[Pointing and labeling entries]
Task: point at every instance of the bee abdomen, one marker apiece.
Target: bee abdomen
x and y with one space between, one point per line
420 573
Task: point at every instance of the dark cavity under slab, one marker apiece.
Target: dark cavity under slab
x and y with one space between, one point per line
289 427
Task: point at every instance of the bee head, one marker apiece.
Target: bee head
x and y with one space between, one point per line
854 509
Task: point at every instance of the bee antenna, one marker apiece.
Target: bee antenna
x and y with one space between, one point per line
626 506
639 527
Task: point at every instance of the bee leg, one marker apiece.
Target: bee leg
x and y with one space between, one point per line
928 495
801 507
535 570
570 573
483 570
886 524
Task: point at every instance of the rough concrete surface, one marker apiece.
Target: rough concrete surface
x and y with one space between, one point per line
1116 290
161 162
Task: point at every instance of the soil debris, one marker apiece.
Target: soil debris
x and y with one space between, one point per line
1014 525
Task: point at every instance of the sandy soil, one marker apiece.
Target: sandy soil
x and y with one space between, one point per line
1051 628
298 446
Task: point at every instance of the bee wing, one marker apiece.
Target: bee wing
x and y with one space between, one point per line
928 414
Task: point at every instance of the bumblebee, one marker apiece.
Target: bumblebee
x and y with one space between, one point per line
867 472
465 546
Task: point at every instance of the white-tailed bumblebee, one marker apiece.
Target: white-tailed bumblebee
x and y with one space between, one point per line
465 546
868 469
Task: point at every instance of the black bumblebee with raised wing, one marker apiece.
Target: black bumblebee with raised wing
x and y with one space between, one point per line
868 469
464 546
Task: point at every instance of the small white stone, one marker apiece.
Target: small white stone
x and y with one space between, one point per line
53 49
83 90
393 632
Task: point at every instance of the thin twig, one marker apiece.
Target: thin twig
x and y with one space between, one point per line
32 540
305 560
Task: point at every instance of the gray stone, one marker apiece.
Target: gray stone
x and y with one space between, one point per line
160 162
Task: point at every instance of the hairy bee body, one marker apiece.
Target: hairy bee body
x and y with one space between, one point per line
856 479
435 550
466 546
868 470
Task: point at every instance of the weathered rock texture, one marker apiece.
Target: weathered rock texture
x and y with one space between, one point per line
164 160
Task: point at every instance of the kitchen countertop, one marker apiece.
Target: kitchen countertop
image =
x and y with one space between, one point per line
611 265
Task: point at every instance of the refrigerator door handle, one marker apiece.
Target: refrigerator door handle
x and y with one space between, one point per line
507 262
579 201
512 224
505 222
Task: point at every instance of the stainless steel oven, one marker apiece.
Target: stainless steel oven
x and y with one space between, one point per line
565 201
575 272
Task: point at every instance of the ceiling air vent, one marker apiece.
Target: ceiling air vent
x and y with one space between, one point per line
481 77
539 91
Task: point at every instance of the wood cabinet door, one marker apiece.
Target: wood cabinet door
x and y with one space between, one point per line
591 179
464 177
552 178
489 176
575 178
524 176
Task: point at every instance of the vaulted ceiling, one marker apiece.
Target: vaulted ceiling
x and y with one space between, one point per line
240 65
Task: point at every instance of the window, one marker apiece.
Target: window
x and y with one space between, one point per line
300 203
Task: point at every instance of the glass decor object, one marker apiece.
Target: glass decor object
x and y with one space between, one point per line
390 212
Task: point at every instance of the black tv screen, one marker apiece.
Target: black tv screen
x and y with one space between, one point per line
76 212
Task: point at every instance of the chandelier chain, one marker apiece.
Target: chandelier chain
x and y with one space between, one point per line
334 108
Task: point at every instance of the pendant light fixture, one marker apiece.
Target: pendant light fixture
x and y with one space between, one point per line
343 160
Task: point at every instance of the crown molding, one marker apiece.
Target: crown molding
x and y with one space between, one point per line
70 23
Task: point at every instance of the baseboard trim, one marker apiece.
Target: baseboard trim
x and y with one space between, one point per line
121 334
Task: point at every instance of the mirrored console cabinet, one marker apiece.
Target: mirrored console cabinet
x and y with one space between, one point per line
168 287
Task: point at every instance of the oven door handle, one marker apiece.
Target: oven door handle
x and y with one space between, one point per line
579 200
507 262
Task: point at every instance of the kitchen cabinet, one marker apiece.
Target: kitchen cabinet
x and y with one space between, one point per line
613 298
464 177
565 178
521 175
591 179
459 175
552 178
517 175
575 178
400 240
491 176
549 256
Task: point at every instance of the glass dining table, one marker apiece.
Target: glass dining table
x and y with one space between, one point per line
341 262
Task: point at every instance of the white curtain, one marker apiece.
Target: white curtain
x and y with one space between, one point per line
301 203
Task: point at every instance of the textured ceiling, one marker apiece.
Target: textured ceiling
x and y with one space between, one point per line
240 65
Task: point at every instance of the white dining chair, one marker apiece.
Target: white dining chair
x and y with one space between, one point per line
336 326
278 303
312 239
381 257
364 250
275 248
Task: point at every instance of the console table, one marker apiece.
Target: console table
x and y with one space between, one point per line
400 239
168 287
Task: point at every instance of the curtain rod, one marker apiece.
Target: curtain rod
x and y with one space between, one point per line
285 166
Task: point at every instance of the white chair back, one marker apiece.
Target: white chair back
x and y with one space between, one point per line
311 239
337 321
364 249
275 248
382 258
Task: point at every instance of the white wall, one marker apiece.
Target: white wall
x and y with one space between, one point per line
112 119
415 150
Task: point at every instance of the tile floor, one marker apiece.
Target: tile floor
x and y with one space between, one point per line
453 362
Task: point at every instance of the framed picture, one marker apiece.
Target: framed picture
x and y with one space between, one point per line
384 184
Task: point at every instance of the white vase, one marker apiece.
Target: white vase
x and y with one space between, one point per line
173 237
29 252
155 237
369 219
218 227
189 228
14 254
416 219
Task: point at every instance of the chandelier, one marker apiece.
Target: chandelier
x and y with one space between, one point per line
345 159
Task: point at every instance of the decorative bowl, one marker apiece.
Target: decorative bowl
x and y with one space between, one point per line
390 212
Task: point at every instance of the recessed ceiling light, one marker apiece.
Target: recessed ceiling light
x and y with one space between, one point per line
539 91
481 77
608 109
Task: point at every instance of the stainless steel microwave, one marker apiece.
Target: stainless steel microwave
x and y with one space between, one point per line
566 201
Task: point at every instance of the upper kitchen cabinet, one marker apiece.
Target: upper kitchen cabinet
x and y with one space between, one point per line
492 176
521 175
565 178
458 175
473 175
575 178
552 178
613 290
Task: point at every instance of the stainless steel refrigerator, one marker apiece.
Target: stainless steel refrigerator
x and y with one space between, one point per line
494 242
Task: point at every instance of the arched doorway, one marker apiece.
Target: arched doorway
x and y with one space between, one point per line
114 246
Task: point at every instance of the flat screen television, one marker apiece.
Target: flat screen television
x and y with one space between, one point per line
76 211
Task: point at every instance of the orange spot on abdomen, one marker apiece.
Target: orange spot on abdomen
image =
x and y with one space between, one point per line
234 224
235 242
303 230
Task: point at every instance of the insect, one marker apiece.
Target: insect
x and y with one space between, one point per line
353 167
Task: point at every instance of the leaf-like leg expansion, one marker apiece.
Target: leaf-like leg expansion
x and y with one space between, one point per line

PROBLEM DESCRIPTION →
Exactly reproduce the lines that run from the line with "Task: point at every instance of the framed" through the last line of the records, inclusive.

CORRECT RESULT →
Task: point at every instance of the framed picture, one marker apiece.
Target: framed picture
x and y with one space between, one point per line
384 184
Task: point at every instance of the white vase, one marker apiece.
Target: white vase
x and y with one space between, one point per line
173 237
29 252
155 237
369 219
218 227
189 228
14 254
416 219
Task: point at every instance of the chandelier, one marker apiece.
Target: chandelier
x and y with one space between, one point per line
345 159
Task: point at every instance of the decorative bowl, one marker apiece.
Target: decorative bowl
x and y with one space between, one point per line
390 212
Task: point at every instance of the recessed ceiling light, one marker apiece.
Target: recessed ceiling light
x and y with one space between, one point per line
539 91
481 77
608 109
Task: point at every instance of the stainless steel microwave, one marker apiece.
Target: stainless steel microwave
x and y with one space between, one point per line
566 201
Task: point at every instance of the upper kitchen cabinet, one marker apiece.
Target: upper kitchen cabinet
x and y with one space between, one point per line
492 176
521 175
565 178
458 175
473 175
575 178
552 178
613 290
Task: point at every instance of the stainless steel refrigerator, one marker apiece.
Target: stainless steel refrigerator
x and y with one space between, one point per line
494 242
Task: point at every instance of the arched doorway, one marker apiece.
Target: arched doorway
x and y with one space between, one point per line
114 246
Task: point at every instance of the flat screen television, one marker apiece.
Target: flat screen television
x and y with one space between, one point per line
76 211
Task: point at every instance of the orange spot on abdomen, one marker apiece.
Target: orange spot on abdomen
image =
x and y with one space between, one point per line
234 224
235 242
303 230
Task: point at every instance of the insect, one marker apiece.
Target: insect
x and y with one space between, one point per line
353 167
Task: point at every instance of the leaf-like leg expansion, one marker apiece.
Target: leaf-like leg expansion
x and y with one space between, one point per line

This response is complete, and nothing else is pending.